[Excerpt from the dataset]

--- BEGIN ---

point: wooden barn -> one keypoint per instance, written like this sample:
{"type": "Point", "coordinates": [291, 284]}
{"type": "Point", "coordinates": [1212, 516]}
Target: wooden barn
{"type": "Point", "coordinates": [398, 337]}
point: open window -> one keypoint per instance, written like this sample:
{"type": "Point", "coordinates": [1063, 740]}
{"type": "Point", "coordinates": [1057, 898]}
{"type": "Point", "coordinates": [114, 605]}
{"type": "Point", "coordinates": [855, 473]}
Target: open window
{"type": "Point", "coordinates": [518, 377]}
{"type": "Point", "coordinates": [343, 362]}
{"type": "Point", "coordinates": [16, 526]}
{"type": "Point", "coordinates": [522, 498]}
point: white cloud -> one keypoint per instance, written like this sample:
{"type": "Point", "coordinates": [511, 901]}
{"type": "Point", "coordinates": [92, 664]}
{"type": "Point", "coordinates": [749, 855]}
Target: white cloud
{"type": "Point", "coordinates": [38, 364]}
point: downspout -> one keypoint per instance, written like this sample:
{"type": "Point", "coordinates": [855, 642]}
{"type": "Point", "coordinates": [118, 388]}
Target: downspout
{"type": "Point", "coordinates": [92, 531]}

--- END ---

## EXERCISE
Output every line of the items above as a JSON array of strings, one string per line, skipping any blank lines.

## COMPLETE RESPONSE
[
  "point: wooden barn -> one keypoint per instance, written like this sample:",
  "{\"type\": \"Point\", \"coordinates\": [291, 284]}",
  "{\"type\": \"Point\", \"coordinates\": [1212, 516]}",
  "Target: wooden barn",
  "{\"type\": \"Point\", \"coordinates\": [398, 337]}",
  "point: open window -> one keypoint per instance, written like this sample:",
  "{\"type\": \"Point\", \"coordinates\": [1063, 740]}",
  "{\"type\": \"Point\", \"coordinates\": [1057, 898]}",
  "{\"type\": \"Point\", \"coordinates\": [114, 605]}",
  "{\"type\": \"Point\", \"coordinates\": [855, 473]}",
  "Target: open window",
  "{\"type\": \"Point\", \"coordinates\": [518, 377]}",
  "{\"type\": \"Point\", \"coordinates\": [343, 362]}",
  "{\"type\": \"Point\", \"coordinates\": [16, 526]}",
  "{\"type\": \"Point\", \"coordinates\": [522, 498]}",
  "point: white cloud -> one keypoint per instance, written like this sample:",
  "{\"type\": \"Point\", \"coordinates\": [511, 901]}",
  "{\"type\": \"Point\", \"coordinates\": [92, 664]}",
  "{\"type\": \"Point\", \"coordinates\": [749, 855]}",
  "Target: white cloud",
  "{\"type\": \"Point\", \"coordinates\": [38, 364]}",
  "point: downspout -> one keypoint per instance, written like this sample:",
  "{\"type\": \"Point\", \"coordinates\": [855, 642]}",
  "{\"type\": \"Point\", \"coordinates\": [118, 388]}",
  "Target: downspout",
  "{\"type\": \"Point\", \"coordinates\": [92, 531]}"
]